**EXERCISE PROMPT**
Write out exactly the lines running from the one that contains "target | flower stem" through the end of the material.

**INPUT DATA**

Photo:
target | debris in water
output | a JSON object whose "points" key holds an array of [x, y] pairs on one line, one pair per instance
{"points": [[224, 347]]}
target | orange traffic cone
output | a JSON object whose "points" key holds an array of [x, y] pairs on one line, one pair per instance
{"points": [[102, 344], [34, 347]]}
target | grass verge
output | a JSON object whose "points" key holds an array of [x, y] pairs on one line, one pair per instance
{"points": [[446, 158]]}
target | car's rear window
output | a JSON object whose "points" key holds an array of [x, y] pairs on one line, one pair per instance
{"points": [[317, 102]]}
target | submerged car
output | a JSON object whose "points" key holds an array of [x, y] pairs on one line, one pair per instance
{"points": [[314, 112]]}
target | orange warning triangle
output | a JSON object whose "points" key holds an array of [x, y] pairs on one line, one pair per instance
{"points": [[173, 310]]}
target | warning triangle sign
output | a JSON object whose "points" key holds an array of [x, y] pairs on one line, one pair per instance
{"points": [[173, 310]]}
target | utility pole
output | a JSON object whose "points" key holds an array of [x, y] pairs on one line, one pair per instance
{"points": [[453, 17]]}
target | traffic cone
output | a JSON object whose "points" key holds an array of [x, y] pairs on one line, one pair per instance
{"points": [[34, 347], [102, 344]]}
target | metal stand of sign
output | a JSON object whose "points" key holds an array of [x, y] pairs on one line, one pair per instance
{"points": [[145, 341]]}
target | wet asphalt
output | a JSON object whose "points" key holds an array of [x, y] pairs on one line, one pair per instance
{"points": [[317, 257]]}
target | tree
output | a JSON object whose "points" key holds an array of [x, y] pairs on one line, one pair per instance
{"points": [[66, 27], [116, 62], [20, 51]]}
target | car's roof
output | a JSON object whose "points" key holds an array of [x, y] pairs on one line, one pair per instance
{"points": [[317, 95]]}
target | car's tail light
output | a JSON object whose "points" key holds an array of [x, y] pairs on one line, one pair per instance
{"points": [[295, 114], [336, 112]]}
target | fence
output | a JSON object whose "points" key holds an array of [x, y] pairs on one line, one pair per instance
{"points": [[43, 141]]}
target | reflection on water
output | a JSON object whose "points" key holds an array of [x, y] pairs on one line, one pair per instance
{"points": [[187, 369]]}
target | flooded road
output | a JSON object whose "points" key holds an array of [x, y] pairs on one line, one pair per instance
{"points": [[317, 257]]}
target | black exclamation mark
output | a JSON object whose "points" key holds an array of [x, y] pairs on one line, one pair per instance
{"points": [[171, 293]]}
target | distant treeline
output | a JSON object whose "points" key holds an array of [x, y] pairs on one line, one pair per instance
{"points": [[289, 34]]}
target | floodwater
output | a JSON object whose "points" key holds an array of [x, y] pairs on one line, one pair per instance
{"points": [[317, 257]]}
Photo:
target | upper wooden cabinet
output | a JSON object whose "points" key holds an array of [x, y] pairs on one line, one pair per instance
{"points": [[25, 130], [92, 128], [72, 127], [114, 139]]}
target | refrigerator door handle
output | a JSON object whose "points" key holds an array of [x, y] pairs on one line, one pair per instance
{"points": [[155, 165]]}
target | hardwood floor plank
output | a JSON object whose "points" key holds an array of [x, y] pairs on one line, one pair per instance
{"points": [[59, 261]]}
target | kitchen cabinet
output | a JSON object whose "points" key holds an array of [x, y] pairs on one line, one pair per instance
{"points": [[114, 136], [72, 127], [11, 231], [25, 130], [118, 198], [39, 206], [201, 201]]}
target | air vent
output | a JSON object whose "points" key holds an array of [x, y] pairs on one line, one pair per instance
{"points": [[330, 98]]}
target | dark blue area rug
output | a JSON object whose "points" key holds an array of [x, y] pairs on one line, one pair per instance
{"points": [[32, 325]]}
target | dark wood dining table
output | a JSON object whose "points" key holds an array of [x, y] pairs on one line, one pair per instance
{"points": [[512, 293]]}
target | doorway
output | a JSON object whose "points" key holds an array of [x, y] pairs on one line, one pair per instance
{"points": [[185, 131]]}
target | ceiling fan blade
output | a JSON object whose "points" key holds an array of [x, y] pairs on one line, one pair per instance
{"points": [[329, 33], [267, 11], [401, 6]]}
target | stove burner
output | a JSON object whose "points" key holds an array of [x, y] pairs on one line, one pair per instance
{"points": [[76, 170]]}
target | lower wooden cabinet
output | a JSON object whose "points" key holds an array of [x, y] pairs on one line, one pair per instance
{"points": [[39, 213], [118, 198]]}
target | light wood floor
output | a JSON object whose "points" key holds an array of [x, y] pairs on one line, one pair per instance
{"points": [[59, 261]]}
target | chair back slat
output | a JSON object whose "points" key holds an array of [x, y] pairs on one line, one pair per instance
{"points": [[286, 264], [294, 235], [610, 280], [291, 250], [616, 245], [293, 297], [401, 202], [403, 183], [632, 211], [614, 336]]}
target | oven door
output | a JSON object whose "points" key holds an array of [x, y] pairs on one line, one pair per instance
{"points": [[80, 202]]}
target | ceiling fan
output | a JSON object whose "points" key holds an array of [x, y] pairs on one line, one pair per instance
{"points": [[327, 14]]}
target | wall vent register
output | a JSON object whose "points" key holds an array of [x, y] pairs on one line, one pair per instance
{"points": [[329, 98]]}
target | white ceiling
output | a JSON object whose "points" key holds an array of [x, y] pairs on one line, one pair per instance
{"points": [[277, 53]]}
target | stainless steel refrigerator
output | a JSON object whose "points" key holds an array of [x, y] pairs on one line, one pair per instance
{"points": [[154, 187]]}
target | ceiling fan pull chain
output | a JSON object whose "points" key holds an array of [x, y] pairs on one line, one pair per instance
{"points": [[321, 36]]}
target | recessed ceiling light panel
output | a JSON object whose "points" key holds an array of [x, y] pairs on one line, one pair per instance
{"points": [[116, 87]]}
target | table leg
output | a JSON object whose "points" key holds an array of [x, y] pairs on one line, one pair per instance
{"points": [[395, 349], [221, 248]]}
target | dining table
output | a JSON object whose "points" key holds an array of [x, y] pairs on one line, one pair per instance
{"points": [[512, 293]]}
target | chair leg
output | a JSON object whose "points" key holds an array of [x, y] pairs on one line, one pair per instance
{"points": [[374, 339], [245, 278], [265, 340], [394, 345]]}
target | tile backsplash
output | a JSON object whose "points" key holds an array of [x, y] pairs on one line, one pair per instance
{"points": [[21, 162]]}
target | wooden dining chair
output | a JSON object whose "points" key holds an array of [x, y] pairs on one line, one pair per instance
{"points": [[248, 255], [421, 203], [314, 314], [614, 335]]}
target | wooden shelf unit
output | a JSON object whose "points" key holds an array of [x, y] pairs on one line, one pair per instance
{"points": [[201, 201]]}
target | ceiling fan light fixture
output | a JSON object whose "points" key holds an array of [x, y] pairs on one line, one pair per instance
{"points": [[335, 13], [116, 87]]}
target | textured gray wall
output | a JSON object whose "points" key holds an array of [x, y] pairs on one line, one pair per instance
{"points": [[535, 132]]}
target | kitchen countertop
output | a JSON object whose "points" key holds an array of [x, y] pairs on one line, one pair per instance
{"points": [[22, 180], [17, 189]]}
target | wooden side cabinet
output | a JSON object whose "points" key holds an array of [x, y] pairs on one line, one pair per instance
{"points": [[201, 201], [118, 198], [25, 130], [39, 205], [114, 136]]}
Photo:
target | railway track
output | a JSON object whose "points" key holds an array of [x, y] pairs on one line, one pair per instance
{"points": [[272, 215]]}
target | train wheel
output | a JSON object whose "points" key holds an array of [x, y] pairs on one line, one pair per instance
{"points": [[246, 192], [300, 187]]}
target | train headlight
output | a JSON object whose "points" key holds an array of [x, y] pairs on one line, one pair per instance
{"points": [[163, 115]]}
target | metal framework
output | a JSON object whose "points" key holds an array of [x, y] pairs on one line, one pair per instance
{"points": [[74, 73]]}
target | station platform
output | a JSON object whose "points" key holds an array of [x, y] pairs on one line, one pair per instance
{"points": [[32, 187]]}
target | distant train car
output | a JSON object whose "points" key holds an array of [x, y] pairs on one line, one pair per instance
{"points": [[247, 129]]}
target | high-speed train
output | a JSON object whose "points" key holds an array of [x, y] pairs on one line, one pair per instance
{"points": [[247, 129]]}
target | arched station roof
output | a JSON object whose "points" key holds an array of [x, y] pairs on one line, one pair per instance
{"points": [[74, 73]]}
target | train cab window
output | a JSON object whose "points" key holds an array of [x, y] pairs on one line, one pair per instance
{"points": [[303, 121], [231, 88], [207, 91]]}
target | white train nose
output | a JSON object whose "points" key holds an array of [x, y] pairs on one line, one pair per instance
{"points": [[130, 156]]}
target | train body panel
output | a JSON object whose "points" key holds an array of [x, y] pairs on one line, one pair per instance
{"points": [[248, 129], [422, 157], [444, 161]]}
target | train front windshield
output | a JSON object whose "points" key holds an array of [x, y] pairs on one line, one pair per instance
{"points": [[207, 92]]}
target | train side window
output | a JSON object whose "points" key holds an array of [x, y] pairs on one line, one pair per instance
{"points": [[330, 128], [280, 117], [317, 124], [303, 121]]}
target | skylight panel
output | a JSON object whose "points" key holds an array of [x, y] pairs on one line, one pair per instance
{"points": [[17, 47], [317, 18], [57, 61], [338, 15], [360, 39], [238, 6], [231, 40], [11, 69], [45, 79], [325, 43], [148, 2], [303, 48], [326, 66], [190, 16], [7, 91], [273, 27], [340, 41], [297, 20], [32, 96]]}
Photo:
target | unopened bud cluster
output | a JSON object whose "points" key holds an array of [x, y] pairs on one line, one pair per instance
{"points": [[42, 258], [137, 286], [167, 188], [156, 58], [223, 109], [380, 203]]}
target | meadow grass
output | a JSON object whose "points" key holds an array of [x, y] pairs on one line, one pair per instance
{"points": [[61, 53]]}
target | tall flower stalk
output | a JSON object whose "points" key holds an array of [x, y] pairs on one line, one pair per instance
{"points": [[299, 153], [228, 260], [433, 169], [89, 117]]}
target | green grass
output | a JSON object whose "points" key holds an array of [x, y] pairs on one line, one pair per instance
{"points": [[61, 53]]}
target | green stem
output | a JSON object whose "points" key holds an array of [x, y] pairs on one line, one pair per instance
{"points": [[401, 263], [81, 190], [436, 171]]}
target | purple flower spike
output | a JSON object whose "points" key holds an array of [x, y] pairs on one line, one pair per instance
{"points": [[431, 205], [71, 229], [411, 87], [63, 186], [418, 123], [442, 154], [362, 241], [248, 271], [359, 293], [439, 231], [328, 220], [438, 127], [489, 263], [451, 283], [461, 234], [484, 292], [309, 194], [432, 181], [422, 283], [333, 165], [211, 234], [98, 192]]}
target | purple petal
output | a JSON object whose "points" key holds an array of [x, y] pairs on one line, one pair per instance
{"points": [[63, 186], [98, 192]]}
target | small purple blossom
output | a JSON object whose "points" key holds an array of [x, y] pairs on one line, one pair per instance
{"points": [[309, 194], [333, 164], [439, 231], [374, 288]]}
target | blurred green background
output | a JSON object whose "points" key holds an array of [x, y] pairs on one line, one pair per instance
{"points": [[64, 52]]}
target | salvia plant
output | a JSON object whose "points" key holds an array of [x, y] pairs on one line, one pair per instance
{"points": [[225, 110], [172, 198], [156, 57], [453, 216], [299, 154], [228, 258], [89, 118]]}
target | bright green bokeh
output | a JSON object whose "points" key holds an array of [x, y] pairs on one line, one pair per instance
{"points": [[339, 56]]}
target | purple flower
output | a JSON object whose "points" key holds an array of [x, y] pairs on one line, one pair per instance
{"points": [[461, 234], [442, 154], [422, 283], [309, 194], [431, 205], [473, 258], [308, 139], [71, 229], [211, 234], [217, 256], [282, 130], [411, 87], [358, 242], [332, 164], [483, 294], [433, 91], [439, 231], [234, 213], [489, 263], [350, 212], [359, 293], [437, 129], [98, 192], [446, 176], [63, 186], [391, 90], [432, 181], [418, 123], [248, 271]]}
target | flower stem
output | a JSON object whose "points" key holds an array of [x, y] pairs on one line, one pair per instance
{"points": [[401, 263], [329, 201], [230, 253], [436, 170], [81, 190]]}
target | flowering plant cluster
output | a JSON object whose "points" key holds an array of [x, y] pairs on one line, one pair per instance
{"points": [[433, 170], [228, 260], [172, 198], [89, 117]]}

**EXERCISE ANSWER**
target | flower stem
output | a JSON object whose "points" key holds an array of [x, y] pairs on one line, one pair per instance
{"points": [[401, 263], [329, 201], [230, 253], [436, 170], [81, 190]]}
target | flowering plant cluster
output | a JSON object whose "points" key holds an array of [x, y] pairs on one line, one pair per instance
{"points": [[433, 170], [228, 260], [172, 198], [89, 117]]}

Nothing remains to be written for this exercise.